** Page **
___
The Gavit (Narthex) Hall was built in 1043 during the reign of Bishop Hovhannes. It adjoined the Church of St. Peter and Paul on the north side and the Church of St. Gregory the Illuminator on the east side. Halls adjacent to churches were quite common in medieval monasteries in Armenia. They were usually used as meeting rooms as well as schools (as, for example, in the Sanahin monastery). There is no exact information about the purpose of the Tatev Gavit Hall. It is noteworthy that in 1787, in the north-eastern corner of the Gavit Hall, opposite to the northern entrance to the Church of St. Peter and Paul, the tomb of the great scientist, orator and philosopher of the XIV century, St. Grigor Tatevatsi , was built. The Gavit was somewhat destroyed and was restored. It was last destroyed during the 1931 Zangezur earthquake. Many graves were located in the Gavit Hall; two tombstones have survived. From the Gavit Hall, only the lower part of the masonry of the vaulted northern wall, adjacent to the Church of St. Peter and Paul, and the foundations uncovered by excavations in 2015, has survived. The surviving parts of the building, its traces on the neighboring churches and archival materials make it possible to form a very definite idea of the Gavit Hall composition.
___
** Stored records **
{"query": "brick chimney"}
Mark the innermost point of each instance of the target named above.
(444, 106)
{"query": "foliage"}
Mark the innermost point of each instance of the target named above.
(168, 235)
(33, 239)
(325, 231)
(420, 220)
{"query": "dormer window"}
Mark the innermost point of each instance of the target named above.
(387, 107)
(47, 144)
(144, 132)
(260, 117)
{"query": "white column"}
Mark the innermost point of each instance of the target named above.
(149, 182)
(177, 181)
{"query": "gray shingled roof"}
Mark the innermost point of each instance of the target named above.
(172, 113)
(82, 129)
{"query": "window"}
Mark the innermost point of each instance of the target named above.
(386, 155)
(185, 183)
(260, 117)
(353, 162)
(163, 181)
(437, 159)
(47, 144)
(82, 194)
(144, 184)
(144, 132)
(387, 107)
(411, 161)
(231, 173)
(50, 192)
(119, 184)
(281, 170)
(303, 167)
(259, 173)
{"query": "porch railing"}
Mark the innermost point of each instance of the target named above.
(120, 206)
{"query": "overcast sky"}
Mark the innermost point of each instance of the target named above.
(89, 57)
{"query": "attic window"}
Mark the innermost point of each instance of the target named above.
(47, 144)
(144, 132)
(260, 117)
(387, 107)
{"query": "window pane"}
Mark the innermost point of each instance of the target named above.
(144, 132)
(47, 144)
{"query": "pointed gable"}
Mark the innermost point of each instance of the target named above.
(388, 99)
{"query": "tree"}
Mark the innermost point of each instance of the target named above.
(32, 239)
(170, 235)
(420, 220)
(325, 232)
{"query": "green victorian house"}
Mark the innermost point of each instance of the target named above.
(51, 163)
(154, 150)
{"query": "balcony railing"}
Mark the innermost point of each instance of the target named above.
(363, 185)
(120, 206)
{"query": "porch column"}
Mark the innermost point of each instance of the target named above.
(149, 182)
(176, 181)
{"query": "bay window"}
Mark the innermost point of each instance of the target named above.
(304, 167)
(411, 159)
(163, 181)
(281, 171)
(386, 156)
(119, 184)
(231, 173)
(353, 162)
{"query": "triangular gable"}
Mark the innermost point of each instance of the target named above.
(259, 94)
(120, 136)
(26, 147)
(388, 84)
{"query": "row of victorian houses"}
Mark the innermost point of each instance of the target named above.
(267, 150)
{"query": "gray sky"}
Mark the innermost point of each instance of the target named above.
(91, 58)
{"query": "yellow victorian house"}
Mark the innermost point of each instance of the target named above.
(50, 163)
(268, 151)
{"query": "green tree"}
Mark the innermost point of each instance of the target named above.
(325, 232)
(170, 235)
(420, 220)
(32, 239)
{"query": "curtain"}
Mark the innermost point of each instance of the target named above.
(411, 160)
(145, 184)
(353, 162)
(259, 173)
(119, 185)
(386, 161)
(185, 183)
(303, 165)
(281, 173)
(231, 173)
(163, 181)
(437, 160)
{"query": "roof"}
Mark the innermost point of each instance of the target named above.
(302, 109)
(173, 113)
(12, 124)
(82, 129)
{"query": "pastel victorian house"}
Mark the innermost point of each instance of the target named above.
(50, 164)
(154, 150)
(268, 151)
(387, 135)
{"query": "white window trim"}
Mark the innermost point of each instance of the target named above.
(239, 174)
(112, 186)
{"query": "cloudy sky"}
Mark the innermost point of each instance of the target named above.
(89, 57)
___
** Tasks to perform **
a – List every specific year given in the Gavit Hall passage.
b – According to the Gavit Hall passage, what last destroyed the Gavit?

** Outputs for the tasks **
a – 1043, 1787, 1931, 2015

b – The 1931 Zangezur earthquake.